= Problem statement =
For every line in the entries that contains "woman", show the whole line.

----

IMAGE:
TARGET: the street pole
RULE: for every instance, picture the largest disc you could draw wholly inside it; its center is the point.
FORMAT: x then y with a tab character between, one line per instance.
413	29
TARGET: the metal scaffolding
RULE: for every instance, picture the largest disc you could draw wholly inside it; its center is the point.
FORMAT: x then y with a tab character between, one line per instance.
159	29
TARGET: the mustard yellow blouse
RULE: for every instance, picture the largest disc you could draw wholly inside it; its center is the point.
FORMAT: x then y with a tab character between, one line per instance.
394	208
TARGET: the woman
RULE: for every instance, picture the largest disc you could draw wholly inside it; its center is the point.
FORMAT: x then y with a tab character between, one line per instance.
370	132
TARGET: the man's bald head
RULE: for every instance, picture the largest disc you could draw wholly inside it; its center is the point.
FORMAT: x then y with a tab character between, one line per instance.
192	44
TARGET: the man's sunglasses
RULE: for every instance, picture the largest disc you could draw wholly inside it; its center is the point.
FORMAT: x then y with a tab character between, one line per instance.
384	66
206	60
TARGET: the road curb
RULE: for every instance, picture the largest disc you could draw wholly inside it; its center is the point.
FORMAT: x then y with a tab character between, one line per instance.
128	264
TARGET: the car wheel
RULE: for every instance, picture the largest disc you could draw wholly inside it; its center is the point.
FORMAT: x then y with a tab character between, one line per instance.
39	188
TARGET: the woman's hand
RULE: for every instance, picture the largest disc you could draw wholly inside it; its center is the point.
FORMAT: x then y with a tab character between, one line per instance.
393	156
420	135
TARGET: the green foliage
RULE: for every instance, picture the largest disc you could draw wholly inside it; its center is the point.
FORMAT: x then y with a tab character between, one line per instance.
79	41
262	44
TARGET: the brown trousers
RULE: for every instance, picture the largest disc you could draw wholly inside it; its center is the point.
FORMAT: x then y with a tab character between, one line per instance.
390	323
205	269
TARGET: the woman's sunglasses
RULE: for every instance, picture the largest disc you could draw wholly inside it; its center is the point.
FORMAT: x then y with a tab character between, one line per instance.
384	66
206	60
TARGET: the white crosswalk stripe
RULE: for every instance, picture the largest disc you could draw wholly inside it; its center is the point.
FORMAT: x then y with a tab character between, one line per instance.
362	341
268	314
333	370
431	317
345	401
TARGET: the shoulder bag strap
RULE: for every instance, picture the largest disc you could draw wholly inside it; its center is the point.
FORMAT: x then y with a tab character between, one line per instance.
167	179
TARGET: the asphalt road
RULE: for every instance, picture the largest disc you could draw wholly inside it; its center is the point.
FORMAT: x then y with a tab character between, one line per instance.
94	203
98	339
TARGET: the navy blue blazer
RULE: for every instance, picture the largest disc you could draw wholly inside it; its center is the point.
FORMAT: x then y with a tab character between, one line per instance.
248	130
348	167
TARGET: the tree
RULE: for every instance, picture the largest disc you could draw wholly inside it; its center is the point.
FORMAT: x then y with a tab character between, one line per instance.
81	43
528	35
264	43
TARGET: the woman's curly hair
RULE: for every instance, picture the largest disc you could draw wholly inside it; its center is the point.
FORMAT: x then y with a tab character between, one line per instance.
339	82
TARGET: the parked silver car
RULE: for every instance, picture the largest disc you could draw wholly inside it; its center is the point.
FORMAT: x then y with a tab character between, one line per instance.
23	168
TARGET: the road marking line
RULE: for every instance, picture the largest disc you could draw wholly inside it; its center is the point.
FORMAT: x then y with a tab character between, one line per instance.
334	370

----

= Solution below =
TARGET: the woman
TARGET: the woman's hand
TARGET: the woman's sunglasses
TARGET: the woman's curly hair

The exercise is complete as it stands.